Exercise instructions. Write out the material below verbatim, every line in its original order and wording.

Information provided.

● ● ●

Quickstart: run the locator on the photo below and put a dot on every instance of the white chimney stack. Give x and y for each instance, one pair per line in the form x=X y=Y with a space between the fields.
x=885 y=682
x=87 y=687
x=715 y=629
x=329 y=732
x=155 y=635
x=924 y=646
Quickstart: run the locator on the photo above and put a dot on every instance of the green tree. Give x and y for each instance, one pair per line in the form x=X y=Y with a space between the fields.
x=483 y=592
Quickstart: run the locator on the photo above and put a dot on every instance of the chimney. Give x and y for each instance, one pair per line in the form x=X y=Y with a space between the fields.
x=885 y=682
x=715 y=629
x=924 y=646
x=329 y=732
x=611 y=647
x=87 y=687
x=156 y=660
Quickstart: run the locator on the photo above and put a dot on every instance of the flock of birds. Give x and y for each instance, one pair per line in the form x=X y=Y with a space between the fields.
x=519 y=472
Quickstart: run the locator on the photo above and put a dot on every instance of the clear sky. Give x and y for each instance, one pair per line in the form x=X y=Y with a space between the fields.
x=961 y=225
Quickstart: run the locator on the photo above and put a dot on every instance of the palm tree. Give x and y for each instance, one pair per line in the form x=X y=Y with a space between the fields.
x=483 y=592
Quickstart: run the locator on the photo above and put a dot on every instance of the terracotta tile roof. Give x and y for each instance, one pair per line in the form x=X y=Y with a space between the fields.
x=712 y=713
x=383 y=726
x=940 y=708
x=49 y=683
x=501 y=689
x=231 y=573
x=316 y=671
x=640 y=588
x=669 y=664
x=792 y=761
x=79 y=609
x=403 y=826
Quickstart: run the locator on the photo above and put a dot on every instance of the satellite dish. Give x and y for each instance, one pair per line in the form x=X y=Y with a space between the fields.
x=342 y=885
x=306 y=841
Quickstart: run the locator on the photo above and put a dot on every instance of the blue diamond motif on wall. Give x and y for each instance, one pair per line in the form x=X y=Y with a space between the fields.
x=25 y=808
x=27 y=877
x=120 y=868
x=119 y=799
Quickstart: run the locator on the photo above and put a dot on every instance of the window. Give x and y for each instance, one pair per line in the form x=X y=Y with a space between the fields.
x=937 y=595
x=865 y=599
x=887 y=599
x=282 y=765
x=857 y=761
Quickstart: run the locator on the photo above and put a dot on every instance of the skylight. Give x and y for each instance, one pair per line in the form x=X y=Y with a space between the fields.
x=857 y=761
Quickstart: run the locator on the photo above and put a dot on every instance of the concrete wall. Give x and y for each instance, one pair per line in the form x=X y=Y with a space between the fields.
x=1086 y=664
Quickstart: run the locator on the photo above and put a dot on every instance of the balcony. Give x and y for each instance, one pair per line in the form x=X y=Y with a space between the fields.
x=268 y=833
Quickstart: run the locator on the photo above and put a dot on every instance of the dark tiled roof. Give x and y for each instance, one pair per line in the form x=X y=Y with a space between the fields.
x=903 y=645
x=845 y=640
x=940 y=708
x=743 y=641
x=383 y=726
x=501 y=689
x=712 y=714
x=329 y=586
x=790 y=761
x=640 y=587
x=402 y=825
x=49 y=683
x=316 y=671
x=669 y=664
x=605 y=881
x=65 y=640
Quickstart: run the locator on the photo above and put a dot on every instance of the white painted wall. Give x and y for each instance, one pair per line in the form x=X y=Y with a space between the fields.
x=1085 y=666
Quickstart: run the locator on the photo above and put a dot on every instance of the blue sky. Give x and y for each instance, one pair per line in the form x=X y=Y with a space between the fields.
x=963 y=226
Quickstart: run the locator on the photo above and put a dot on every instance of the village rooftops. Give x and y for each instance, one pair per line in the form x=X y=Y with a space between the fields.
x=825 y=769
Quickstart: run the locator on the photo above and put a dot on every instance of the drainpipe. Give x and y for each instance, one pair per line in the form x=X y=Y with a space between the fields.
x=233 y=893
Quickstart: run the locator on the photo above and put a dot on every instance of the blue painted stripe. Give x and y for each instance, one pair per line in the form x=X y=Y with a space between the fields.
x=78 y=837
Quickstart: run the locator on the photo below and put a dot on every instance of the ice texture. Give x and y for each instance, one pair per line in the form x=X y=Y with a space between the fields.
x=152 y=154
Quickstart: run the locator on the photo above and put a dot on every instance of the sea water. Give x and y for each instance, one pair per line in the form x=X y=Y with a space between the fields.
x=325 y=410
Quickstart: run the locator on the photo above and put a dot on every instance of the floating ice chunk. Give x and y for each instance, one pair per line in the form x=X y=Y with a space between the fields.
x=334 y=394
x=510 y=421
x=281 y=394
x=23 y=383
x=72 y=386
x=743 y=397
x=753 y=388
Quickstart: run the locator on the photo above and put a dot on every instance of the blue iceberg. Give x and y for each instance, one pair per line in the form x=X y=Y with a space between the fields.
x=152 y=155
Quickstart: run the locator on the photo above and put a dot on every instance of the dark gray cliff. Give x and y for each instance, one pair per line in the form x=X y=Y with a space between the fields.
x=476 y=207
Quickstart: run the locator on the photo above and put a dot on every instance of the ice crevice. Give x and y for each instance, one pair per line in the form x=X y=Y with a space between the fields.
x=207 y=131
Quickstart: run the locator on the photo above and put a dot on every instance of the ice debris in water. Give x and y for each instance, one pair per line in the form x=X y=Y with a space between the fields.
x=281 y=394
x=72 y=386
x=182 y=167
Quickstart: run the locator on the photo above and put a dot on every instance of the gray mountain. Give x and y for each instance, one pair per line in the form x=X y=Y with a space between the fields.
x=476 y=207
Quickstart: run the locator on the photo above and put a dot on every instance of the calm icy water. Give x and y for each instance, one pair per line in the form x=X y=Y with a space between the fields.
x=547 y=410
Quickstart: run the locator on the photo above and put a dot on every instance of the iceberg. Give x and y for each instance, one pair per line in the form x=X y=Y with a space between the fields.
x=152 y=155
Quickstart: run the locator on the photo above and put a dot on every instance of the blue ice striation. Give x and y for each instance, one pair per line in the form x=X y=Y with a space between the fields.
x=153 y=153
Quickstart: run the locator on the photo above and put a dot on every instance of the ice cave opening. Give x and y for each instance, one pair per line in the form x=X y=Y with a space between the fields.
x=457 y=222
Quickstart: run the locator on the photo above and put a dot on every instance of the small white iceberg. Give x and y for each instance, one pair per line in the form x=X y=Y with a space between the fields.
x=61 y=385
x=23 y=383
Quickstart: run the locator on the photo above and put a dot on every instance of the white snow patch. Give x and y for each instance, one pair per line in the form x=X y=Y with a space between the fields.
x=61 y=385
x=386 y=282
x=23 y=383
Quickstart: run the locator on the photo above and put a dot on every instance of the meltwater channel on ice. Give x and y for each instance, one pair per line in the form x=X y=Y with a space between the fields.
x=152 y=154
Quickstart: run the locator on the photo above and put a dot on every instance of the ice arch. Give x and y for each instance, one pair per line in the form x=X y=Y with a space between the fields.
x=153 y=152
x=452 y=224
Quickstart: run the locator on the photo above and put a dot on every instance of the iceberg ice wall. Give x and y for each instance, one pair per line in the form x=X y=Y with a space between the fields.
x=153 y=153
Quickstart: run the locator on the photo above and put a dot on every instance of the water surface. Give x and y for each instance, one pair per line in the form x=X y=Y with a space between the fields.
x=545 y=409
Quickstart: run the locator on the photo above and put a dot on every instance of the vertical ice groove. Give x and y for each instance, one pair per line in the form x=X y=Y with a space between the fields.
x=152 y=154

● ● ●

Exercise answer.
Quickstart: run the locator on the photo below and put a dot on every instance of the white chimney stack. Give x and y for each instance, one pair per line in the form x=X y=Y with a space between the fields.
x=885 y=682
x=87 y=687
x=715 y=629
x=329 y=732
x=155 y=635
x=924 y=646
Quickstart: run the locator on the photo above and put a dot on every instance of the green tree. Give x and y for each instance, one pair per line in the form x=X y=Y with a space between the fields.
x=483 y=592
Quickstart: run the locator on the photo above and put a dot on every instance of the chimney. Give x and y for each instance, one pair per line in the form x=X y=Y with a space between the fields.
x=885 y=682
x=715 y=629
x=924 y=646
x=329 y=732
x=611 y=647
x=87 y=687
x=156 y=660
Quickstart: run the locator on the photo above and put a dot on every instance of the flock of birds. Give x and y for each instance, one pair per line in the form x=X y=Y with a space between the fields.
x=519 y=472
Quickstart: run the locator on the photo above and put a dot on every instance of the clear sky. Give x and y for each instance, one pair per line in the form x=X y=Y with a space between the fields.
x=961 y=225
Quickstart: run the locator on the photo above and put a dot on every instance of the palm tree. Give x and y for each instance, one pair per line in the form x=X y=Y with a space between the fields.
x=483 y=592
Quickstart: run the locator on the photo above and put a dot on every instance of the terracotta tile roof. Give x and y for each instance, one pair per line in the form x=X y=Y with a space between the fields.
x=712 y=713
x=383 y=726
x=940 y=708
x=49 y=683
x=501 y=689
x=231 y=573
x=316 y=671
x=640 y=588
x=669 y=664
x=792 y=761
x=79 y=609
x=403 y=826
Quickstart: run the locator on the photo above and put a dot on every instance of the satellite dish. Give x and y for each instance, one pair per line in the form x=X y=Y with a space between the fields.
x=342 y=885
x=306 y=841
Quickstart: run the locator on the photo above and put a dot on every instance of the blue diamond motif on wall. Give x and y for each instance, one pair per line in the form x=X y=Y with a space between the fields.
x=25 y=808
x=27 y=877
x=120 y=868
x=119 y=799
Quickstart: run the locator on the photo above and put a dot on every instance of the window. Give x and y for each instance, one pair per line in the form x=X y=Y with a space between the fields.
x=937 y=595
x=865 y=599
x=887 y=599
x=282 y=765
x=857 y=761
Quickstart: run the locator on the photo above and put a dot on every instance of the skylight. Give x and y for each instance, one pair per line in the form x=X y=Y with a space between the fields.
x=857 y=761
Quickstart: run the locator on the photo above and put a dot on every instance of the concrete wall. Give x and y for each instance, one pair per line in the form x=X y=Y with a space between the fields.
x=1086 y=664
Quickstart: run the locator on the photo above and put a dot on every instance of the balcony. Give x and y for each instance, one pair per line in the form x=X y=Y with a space between the fields.
x=268 y=833
Quickstart: run the locator on the photo above and put a dot on every instance of the dark tiled roof. Give x and y for each instance, one pair per line in the form x=X y=Y with a space between the fields.
x=903 y=645
x=845 y=640
x=940 y=708
x=743 y=641
x=383 y=726
x=501 y=689
x=712 y=714
x=329 y=586
x=790 y=761
x=640 y=587
x=402 y=825
x=49 y=683
x=316 y=671
x=669 y=664
x=605 y=881
x=65 y=640
Quickstart: run the locator on the photo above and put a dot on every instance of the white painted wall. Give x and y for each instance, one pair per line in the form x=X y=Y with a space between the fields.
x=1085 y=666
Quickstart: run the locator on the photo above and put a dot on every instance of the blue sky. Give x and y for each instance, one pair per line in the form x=X y=Y with a space between the fields.
x=963 y=226
Quickstart: run the locator on the photo above and put a dot on every instance of the village rooftops. Give x and y for each instance, one pair per line in the form x=X y=Y with a space between the fields.
x=825 y=769
Quickstart: run the locator on the photo above and put a dot on every instance of the drainpipe. Give x and y for each instance, one pair per line in the form x=X y=Y with a space between the fields.
x=233 y=893
Quickstart: run the locator on the photo above and put a dot on every instance of the blue painted stripe. Give x and y for each instance, one pair per line in the form x=X y=Y with a space between the fields.
x=78 y=837
Quickstart: run the locator on the photo below and put a dot on every instance of the ice texture. Give x and y for each instance, one pair per line in the form x=X y=Y with a space between the fields.
x=152 y=154
Quickstart: run the locator on the photo above and put a dot on every instance of the sea water. Give x and y for each instance, one pair per line in the form x=X y=Y with a space between the fields.
x=325 y=410
Quickstart: run the locator on the photo above and put a dot on every instance of the floating ice chunk. Give x and y for each instance, one pair per line in the form x=X y=Y with a space between the fields.
x=334 y=394
x=510 y=421
x=281 y=394
x=23 y=383
x=72 y=386
x=743 y=397
x=753 y=388
Quickstart: run the locator on the photo above and put a dot on every instance of the blue iceberg. Give x and y for each instance, one pair per line in the form x=X y=Y with a space between the fields.
x=152 y=155
Quickstart: run the locator on the photo above and put a dot on every instance of the dark gray cliff. Give x and y for each instance, one pair per line in the form x=X y=Y with a space between the fields.
x=476 y=207
Quickstart: run the locator on the photo above and put a dot on every instance of the ice crevice. Give x and y for each instance, one pair per line in the form x=X y=Y with a space between the fields.
x=207 y=131
Quickstart: run the locator on the photo above and put a dot on every instance of the ice debris in water. Give x and y for each instance, one pair per line in the form x=X y=Y with a space between the fields.
x=281 y=394
x=72 y=386
x=182 y=167
Quickstart: run the locator on the photo above and put a dot on every instance of the gray mountain. Give x and y for each instance, one pair per line in the form x=X y=Y with a space between the fields.
x=476 y=207
Quickstart: run the locator on the photo above and put a dot on every instance of the calm icy water. Give x and y for each instance, one pair per line in the form x=X y=Y with a space between the fields.
x=547 y=410
Quickstart: run the locator on the photo above and put a dot on every instance of the iceberg. Give x and y for each instance, one pair per line in the form x=X y=Y with a space between the fields.
x=152 y=155
Quickstart: run the locator on the photo above and put a dot on every instance of the blue ice striation. Give x and y for each instance, one pair per line in the form x=X y=Y with a space between the fields.
x=153 y=153
Quickstart: run the locator on the photo above and put a dot on every instance of the ice cave opening. Give x and y for each instance, one pair per line in the form x=X y=Y with a space between the fields.
x=457 y=222
Quickstart: run the locator on the photo above and put a dot on every instance of the small white iceberg. Give x and y for each instance, one pair per line in the form x=X y=Y with a space between the fields.
x=61 y=385
x=23 y=383
Quickstart: run the locator on the photo above and put a dot on every instance of the white snow patch. Give x and y for each instance, one pair per line in the form x=X y=Y with a space between the fields.
x=61 y=385
x=386 y=282
x=23 y=383
Quickstart: run the locator on the photo above and put a dot on every instance of the meltwater channel on ice. Give x and y for each instance, one pair per line in the form x=X y=Y with a space between the fields.
x=152 y=154
Quickstart: run the locator on the photo above and put a dot on every instance of the ice arch. Give x and y for each instance, one pair per line in the form x=X y=Y with a space between the fields.
x=153 y=152
x=452 y=224
Quickstart: run the locator on the photo above and put a dot on every instance of the iceberg ice wall. Give x and y for each instance, one pair per line in the form x=X y=Y with a space between the fields.
x=153 y=153
Quickstart: run the locator on the photo above and put a dot on every instance of the water surface. Give x and y for each instance, one pair per line in the form x=X y=Y with a space between the fields.
x=545 y=409
Quickstart: run the locator on the photo above and put a dot on every instance of the vertical ice groove. Give x and y for each instance, one pair per line in the form x=X y=Y with a space between the fields.
x=152 y=154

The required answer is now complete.